◆ Work instructions:
1: In the forum thread on compound loaded woofers, by how much does output drop when the out-of-phase rear woofer is enclosed in an isobarik setup?
2: Based on the forum thread on compound loaded woofers, explain why an open baffle or dipole setup loses bass extension.

# Compound loaded woofers



## mayhem13 (Feb 2, 2008)

I'm quite intrigued with what can be accomplished with an open baffle/dipole mains setup for dynamic Hifi and HT use but i can't get my head around the inefficiency of OB bass-no low end extension, lots of drivers, terrible efficiency and so on. For the purposes of efficiency and very high SQ, i pose the question of two drivers sealed and compound loaded back to back and wired out of phase, magnets mechanically coupled. I realize this is really a Bipole but with the correct baffle size the resulting system should achieve the same goal, a hyper cardoid radiation pattern with minimal cancellation, low distortion and high SQ in a smaller box with better low end extension and efficiency. Comments Please ?????????


----------



## BoomieMCT (Dec 11, 2006)

The reduced bass extention comes from the rear wave cancelling out the front wave. The point at which this happens is based on the size of the baffle (larger baffle = larger path length). This will happen with a conventional dipole or one with two drivers out of phase in a sealed box. It think putting two drivers in a sealed box out of phase would further reduce the efficiency as you are not using the back wave off each driver.


----------



## looneybomber (Sep 20, 2006)

Enclosing your rear woofer that's out of phase would create an isobarik enclosure. What that means is you box size required is dropped in half, but your output also drops by 3db.

With a large enough baffle, you can get have your woofers do midbass. All you need then is for your subs (sealed, ported, IB, ect..) to take over below that. If you don't like that idea, have you though of transmission line?


----------



## mayhem13 (Feb 2, 2008)

◆ Information shown:
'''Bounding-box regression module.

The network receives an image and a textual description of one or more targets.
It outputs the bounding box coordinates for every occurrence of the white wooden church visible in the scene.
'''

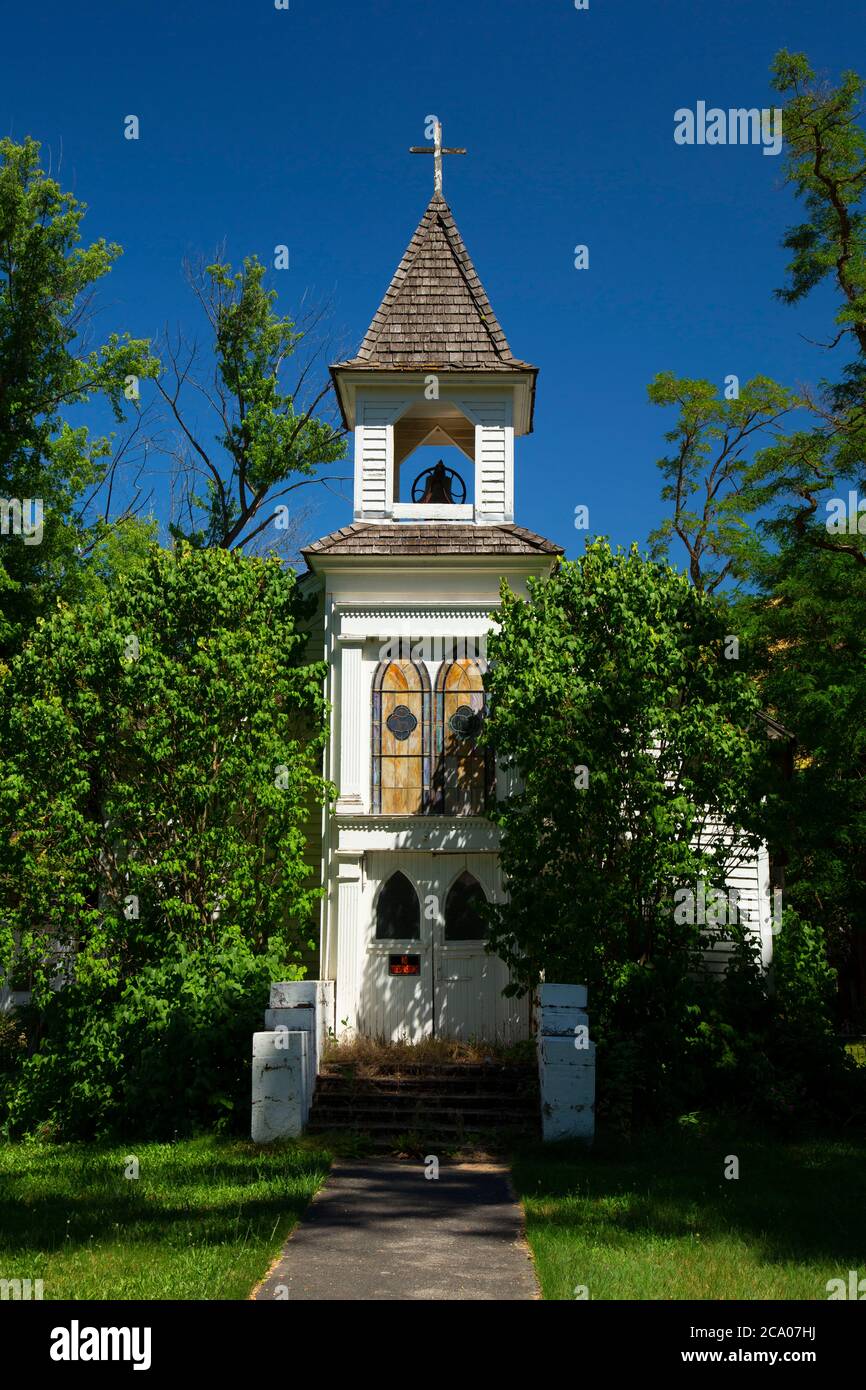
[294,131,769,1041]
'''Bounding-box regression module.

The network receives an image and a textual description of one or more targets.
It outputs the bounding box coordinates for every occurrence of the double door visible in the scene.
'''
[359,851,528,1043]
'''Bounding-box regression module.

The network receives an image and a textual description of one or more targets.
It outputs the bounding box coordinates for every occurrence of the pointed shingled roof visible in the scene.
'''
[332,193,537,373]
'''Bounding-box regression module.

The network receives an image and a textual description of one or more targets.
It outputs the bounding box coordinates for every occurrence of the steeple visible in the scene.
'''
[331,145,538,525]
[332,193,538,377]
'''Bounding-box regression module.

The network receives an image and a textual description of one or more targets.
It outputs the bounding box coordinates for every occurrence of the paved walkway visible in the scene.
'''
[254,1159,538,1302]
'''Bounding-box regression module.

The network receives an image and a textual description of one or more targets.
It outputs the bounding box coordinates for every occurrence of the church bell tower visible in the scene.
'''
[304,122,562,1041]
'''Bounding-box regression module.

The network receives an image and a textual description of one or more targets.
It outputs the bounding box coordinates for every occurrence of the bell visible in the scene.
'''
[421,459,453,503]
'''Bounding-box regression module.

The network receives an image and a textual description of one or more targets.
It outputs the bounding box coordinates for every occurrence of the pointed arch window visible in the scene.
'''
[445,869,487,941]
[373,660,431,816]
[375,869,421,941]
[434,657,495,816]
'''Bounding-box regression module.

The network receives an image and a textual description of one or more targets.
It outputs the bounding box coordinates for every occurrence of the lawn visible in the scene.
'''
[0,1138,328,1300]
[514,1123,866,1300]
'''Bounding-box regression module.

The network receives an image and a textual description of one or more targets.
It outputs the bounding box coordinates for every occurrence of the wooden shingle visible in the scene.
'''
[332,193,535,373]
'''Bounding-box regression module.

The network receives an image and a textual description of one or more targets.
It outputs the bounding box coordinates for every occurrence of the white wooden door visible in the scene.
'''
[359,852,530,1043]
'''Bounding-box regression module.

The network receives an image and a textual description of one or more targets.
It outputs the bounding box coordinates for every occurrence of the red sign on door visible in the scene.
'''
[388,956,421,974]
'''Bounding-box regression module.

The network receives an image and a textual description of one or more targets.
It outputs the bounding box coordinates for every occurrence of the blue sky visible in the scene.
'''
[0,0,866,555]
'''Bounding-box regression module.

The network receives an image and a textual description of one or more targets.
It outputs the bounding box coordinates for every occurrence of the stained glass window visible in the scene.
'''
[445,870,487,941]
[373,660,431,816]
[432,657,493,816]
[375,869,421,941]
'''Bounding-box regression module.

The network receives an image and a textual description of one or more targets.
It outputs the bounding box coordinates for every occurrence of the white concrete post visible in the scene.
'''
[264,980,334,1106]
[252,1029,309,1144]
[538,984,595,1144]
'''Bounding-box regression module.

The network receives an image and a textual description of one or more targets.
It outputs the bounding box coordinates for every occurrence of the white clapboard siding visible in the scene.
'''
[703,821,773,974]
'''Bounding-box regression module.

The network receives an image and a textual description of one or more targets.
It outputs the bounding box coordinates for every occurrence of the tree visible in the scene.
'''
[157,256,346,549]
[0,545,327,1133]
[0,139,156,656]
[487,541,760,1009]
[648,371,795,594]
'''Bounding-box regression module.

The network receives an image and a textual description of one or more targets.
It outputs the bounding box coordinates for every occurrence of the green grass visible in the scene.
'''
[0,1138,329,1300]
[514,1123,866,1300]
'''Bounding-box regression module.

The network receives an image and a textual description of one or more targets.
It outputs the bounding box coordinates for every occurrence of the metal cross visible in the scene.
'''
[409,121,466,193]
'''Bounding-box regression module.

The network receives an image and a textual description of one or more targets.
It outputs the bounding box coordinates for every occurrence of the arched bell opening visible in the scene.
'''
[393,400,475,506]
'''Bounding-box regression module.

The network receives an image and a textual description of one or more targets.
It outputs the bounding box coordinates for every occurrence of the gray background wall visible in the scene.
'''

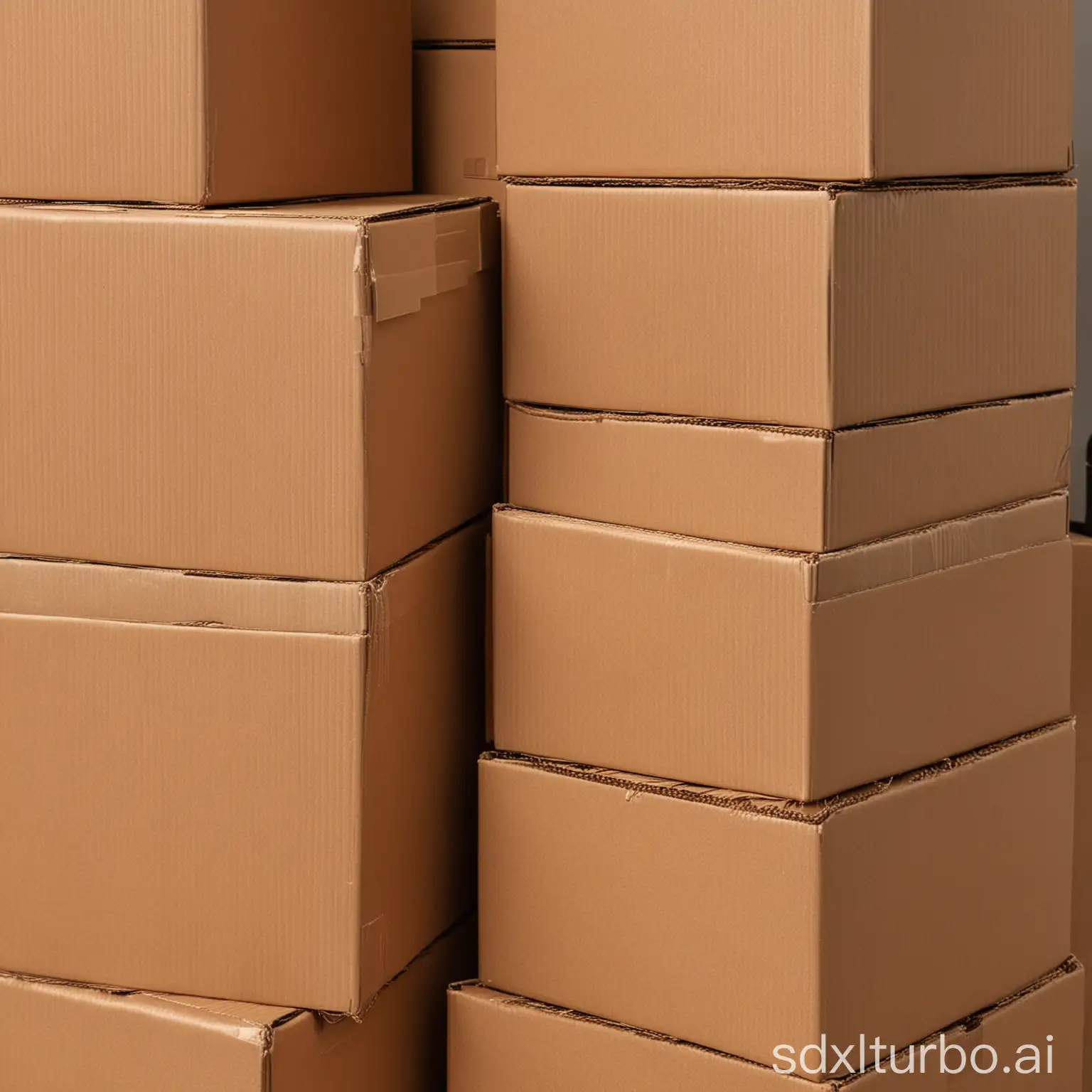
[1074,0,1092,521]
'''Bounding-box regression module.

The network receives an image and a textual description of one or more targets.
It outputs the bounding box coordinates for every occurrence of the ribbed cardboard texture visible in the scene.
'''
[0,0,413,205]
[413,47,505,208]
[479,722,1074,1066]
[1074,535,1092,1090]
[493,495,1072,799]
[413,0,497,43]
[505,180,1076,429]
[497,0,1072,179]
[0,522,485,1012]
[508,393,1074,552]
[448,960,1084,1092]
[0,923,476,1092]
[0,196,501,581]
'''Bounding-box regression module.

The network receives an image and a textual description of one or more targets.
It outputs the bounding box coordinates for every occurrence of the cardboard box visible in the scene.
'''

◆ Responses per task:
1: By 3 dB.

2: The rear wave from the driver cancels out the front wave. The point where this happens depends on the size of the baffle, because a larger baffle gives a longer path length.